**Goal of the exercise**
All of the data below must be reproduced word for word, but without its images.
--- Data excerpts Enclosed Below ---
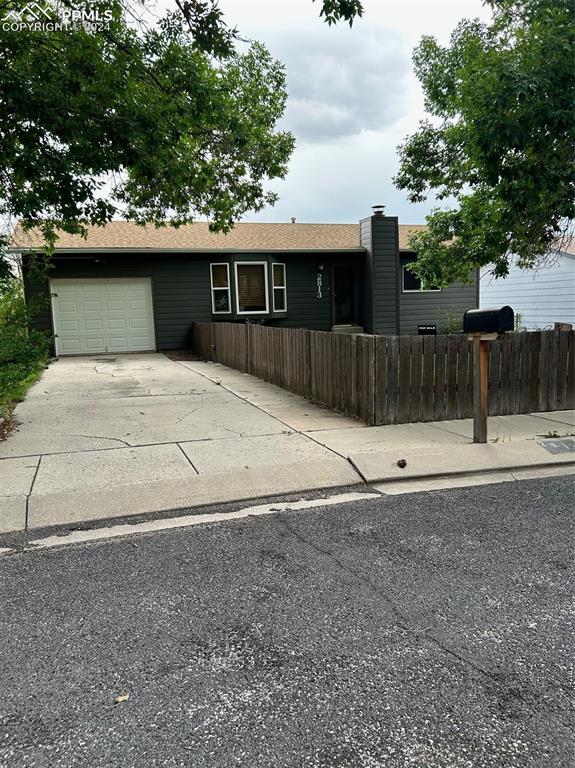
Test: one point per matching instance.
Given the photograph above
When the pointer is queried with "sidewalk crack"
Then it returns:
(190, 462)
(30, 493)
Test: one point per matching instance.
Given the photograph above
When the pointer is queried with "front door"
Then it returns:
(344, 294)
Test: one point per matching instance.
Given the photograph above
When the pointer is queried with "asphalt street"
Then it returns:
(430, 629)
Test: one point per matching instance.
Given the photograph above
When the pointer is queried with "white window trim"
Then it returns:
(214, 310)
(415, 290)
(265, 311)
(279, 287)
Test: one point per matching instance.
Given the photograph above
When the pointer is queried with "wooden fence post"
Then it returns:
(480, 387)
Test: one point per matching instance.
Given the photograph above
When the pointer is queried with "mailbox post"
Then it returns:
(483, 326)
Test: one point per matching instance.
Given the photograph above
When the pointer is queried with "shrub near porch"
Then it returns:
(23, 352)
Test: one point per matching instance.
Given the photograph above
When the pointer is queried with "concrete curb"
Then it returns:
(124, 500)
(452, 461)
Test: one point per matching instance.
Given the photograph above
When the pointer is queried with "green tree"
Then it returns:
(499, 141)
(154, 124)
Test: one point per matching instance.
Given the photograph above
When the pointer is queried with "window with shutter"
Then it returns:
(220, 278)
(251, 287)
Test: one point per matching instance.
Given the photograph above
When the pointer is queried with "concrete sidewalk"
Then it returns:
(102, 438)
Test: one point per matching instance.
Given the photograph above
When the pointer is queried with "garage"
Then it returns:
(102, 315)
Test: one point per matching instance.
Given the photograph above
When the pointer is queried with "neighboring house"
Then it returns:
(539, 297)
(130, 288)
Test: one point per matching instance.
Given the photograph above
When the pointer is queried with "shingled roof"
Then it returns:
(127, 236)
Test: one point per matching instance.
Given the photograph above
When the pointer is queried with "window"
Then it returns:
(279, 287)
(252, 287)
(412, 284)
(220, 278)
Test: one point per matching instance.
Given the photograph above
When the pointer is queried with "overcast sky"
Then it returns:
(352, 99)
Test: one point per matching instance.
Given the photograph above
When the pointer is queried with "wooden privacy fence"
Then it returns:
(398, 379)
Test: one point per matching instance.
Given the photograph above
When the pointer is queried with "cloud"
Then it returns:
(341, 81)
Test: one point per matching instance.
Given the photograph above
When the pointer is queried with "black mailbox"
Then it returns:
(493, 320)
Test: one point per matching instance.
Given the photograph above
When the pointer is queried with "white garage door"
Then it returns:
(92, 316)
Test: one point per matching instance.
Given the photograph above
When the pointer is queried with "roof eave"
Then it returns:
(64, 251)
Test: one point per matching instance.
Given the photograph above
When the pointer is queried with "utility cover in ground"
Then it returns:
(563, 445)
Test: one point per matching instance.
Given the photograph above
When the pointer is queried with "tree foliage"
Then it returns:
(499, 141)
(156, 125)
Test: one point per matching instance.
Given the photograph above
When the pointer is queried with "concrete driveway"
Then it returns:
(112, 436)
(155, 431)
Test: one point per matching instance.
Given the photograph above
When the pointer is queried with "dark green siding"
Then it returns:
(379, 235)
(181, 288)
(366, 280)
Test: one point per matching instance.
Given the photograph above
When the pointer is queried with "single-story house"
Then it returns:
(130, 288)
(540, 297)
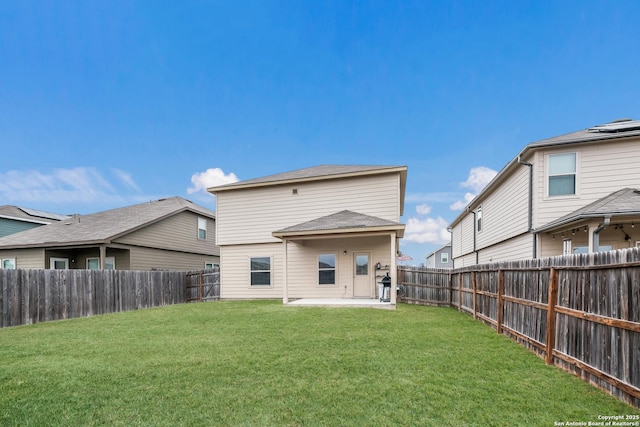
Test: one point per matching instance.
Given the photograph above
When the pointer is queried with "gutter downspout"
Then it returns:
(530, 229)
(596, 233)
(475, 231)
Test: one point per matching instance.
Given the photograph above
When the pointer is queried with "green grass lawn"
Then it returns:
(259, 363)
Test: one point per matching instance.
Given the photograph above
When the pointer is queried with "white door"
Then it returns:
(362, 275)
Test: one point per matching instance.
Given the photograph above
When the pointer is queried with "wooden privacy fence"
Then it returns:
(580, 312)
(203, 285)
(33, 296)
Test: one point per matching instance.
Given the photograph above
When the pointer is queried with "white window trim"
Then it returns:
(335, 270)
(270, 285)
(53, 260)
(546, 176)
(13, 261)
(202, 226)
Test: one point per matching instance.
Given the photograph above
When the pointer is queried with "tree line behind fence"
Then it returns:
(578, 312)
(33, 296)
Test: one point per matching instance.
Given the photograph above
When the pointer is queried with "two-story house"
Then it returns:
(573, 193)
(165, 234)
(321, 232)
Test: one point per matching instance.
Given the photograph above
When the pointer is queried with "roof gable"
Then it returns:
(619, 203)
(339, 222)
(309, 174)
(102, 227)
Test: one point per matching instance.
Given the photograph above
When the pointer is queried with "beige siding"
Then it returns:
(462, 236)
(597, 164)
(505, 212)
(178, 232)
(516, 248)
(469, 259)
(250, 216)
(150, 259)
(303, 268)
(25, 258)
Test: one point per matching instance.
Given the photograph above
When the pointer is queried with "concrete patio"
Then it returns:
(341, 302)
--- End of Enclosed Data excerpts ---
**Result for this exercise**
Test: one point per matching instance.
Given the photograph above
When the pointer is queried with "sidewalk crack"
Then it returns:
(190, 462)
(30, 493)
Test: one point per matching instance.
Given the photograph above
When the pointer is queried with "front door"
Then it returns:
(344, 294)
Test: one point per matching instance.
Given the photograph above
When the pointer is queried with "asphalt street"
Then it returns:
(430, 629)
Test: one point per matching instance.
Given the photograph above
When the pointer is queried with "white window trim"
Then it returns:
(214, 310)
(415, 290)
(265, 311)
(279, 287)
Test: one point per matching instance.
Given the photograph above
When the pointer is queried with "wooden fence post"
Then it returns:
(480, 387)
Test: one point per matching instance.
Given the photograph above
When the pointer is queried with "mailbox post"
Then it returns:
(483, 326)
Test: one point per matching instance.
Given the photograph above
When the pointer is queried with "shrub near porch"
Then it returns:
(23, 352)
Test: one point per matching instance.
Given the photograph above
When the pointer is queried with "concrete curb"
Then it returns:
(124, 500)
(452, 461)
Test: one point per matching instance.
Given the photograph above
When the pointer is queried with "green tree"
Then it returns:
(499, 141)
(154, 124)
Test: one point per matching instance.
Given the photograph above
When the pointer is queried with "window with shutter"
Then it returns:
(220, 278)
(251, 287)
Test: one point per matching instance.
Given the photograph above
When the pointer is queried with "concrete sidewalk"
Then it returns:
(102, 438)
Test: one point per matching instance.
Given the photograph above
When the pointer is queried with "garage"
Then it returns:
(102, 315)
Test: one point per matching instance.
Given the photograph above
When the pointer is queried with "neighboring house"
Then it returns:
(539, 297)
(130, 288)
Test: one point per matching instance.
Given the photograph above
When the pointer is queried with "shingled roof"
Then it returns:
(127, 236)
Test: one point per matching instance.
Given the photograph above
When the pointer is queried with "window"
Then it returns:
(279, 287)
(252, 287)
(412, 284)
(220, 278)
Test: one point per matching instance.
Given the photograph above
When the pointer is queried with "overcast sky"
Then it returns:
(352, 99)
Test: one point per matching instance.
Given the photograph above
When the pointer is queried with "wooden privacy fence"
Then it returns:
(398, 379)
Test: one point per matching instance.
Given the photograph above
When the pointer is queried with "cloud"
Then it returns:
(341, 81)
Test: one point per matching instance.
Given the photograph above
When the pointer is queried with "black mailbox"
Then it returns:
(493, 320)
Test: one point per matching instance.
Given the photograph above
When the pointer is queried with "white garage door"
Then it returns:
(92, 316)
Test: one point per matching instance.
Given the photograph above
When the pointer is queried with "roof eave"
Then it returns:
(64, 251)
Test: one point per matching instance.
Given the photograph above
When the pointer is queried with "utility cover in ground"
Then it returns:
(563, 445)
Test: one point per matching instance.
Given the photograph above
When the pointer is queried with "tree foliage"
Then it returns:
(499, 141)
(156, 125)
Test: one point per matching instance.
Given the photograph above
When the pointer is queried with "concrete driveway"
Then it returns:
(112, 436)
(155, 431)
Test: one point per matching instance.
Given the photograph above
When the pointer is queried with "dark green siding"
Then it returns:
(379, 235)
(181, 288)
(366, 280)
Test: one point per matching instance.
Given the photograph above
When the pointer is queried with "single-story house"
Then it returns:
(130, 288)
(540, 297)
Test: one point per matching instance.
Given the photograph above
When the pointer is queried with "gutter downspout"
Then it returns:
(530, 229)
(596, 233)
(475, 231)
Test: one point per matching instance.
Given the photograph above
When the pointer is queried with "green grass lawn"
Then it returns:
(259, 363)
Test: one point per matching instance.
Given the photograph above
When the pointer is queried with "white door"
Then it returns:
(362, 275)
Test: one point per matching instance.
Given the photograph above
When the pointer is queried with "wooden privacy fence"
Then it returns:
(580, 312)
(203, 285)
(33, 296)
Test: one point per matching instance.
Given the photograph above
When the pointer is queried with "white window trim"
Then it returns:
(335, 270)
(270, 285)
(53, 260)
(546, 176)
(13, 261)
(202, 226)
Test: one point per matching instance.
Given the photograph above
When the pointer is queried with "tree line behind fence"
Then it returns:
(578, 312)
(33, 296)
Test: one point per matching instance.
Given the photograph above
When the pointer is queried with "two-story house"
Then it returns:
(573, 193)
(165, 234)
(321, 232)
Test: one point per matching instance.
Given the photograph above
When the pointer is queried with "roof gable"
Then it returns:
(619, 203)
(339, 222)
(309, 174)
(102, 227)
Test: one point per matching instance.
Given the photograph above
When the pointer is queried with "beige siding"
Then it returns:
(462, 236)
(597, 164)
(505, 212)
(178, 232)
(516, 248)
(469, 259)
(250, 216)
(150, 259)
(303, 268)
(25, 258)
Test: one point per matching instance.
Given the photograph above
When the pointer is queried with "concrete patio"
Then it returns:
(341, 302)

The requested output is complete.